Aim of the task: In the summary of the pulmonary hypertension screening study, how many right-heart-catheterized patients was the MMF-PH model trained on?

Text shown START

NPJ digital medicine2025-04-10PubMed
Total: 80.0Innovation: 8Impact: 8Rigor: 8Citation: 8

Summary

A multimodal fusion deep learning model (MMF-PH) trained on 2,451 right-heart-catheterized patients, with prospective (n=477) and external validation, outperformed standard echocardiography in specificity and negative predictive value for pulmonary hypertension screening. An ablation study confirmed the necessity of each module, and performance was robust across subgroups.

Key Findings

  • MMF-PH outperformed standard TTE in specificity and negative predictive value across multiple test datasets.
  • Training on 2,451 RHC-confirmed cases with prospective (n=477) and external validation supports generalizability.
  • Ablation analysis demonstrated each model module contributes meaningfully to performance.
  • Performance remained robust across diverse patient subgroups, enhancing clinical reliability.

Clinical Implications

Adoption of MMF-PH could reduce false positives, prioritize referrals for right heart catheterization, and enable earlier PH detection, especially in resource-constrained settings by augmenting TTE with AI decision support.

Why It Matters

It demonstrates externally validated diagnostic superiority over TTE for PH, a condition with high morbidity and delayed diagnosis, offering a scalable tool that could triage invasive catheterization and accelerate treatment.

Limitations

  • Abstract lacks granular metrics (e.g., AUROC, sensitivity) and detailed modality composition.
  • Model interpretability and performance in non-participating centers require further evaluation.

Future Directions

Head-to-head implementation studies assessing clinical workflows, downstream RHC utilization, and outcomes; calibration/interpretability work; multinational validations and regulatory pathways.

Study Information

Study Type
Cohort
Research Domain
Diagnosis
Evidence Level
II - Diagnostic model development with prospective and external validation against RHC reference.

Text shown END
Supplied entries START

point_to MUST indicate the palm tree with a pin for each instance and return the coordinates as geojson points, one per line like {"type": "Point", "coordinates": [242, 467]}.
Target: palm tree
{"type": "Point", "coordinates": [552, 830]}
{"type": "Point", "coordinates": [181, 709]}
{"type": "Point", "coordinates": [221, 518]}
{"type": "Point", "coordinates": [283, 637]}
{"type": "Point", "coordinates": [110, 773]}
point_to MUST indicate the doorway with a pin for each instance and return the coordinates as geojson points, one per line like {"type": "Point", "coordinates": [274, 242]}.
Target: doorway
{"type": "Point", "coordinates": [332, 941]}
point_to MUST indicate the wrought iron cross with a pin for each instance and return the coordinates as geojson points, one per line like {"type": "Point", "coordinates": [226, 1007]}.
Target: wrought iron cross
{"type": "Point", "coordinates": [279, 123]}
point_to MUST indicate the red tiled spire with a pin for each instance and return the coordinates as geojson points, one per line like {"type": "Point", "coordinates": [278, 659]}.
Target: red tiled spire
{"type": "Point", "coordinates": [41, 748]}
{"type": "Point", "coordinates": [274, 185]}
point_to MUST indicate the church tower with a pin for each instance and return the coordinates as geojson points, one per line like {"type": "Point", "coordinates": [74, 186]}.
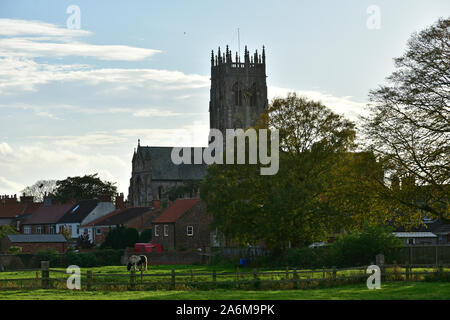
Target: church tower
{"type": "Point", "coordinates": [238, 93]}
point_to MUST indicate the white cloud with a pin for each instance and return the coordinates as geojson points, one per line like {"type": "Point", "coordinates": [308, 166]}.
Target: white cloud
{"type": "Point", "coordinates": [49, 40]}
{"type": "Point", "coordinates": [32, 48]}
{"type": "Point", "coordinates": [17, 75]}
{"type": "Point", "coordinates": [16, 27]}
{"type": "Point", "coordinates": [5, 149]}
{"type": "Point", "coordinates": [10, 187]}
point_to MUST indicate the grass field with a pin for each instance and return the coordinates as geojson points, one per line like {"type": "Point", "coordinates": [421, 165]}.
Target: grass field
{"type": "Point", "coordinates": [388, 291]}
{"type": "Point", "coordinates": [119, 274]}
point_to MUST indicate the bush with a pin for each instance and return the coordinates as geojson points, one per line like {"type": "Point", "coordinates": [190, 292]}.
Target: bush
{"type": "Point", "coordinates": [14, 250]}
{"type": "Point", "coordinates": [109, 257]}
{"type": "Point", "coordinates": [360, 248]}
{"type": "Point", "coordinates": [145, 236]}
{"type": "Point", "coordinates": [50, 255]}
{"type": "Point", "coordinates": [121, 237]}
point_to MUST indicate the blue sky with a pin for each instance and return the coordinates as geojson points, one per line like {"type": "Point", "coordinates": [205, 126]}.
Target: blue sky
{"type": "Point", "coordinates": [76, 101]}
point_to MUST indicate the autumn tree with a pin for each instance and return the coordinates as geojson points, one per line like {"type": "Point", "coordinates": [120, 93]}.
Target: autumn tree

Supplied entries END

Solution: 2,451 patients